> _Task instructions_
How many lines in the rows below contain the word "light"? Reply with the number alone.

> _Input_

* * *

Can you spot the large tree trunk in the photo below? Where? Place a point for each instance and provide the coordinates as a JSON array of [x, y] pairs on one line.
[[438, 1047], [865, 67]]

* * *

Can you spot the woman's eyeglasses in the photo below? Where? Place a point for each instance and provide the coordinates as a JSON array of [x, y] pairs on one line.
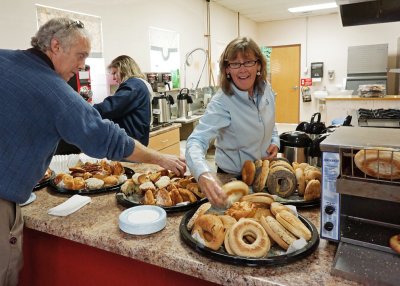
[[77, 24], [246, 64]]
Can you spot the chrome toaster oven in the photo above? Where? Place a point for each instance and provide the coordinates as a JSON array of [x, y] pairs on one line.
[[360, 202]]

* * *

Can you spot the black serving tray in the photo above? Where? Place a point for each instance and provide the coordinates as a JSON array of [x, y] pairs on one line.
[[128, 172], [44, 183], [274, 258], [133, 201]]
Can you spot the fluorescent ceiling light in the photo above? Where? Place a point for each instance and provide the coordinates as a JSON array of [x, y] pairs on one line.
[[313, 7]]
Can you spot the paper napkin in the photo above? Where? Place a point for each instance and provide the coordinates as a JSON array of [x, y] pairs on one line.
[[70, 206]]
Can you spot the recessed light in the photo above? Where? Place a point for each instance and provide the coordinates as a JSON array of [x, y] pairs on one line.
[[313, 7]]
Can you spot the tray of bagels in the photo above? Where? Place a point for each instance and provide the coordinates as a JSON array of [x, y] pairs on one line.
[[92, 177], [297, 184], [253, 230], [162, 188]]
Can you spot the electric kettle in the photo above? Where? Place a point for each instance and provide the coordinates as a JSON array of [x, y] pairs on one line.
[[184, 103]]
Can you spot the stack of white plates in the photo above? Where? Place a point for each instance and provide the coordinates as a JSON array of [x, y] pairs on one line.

* * *

> _Completed task_
2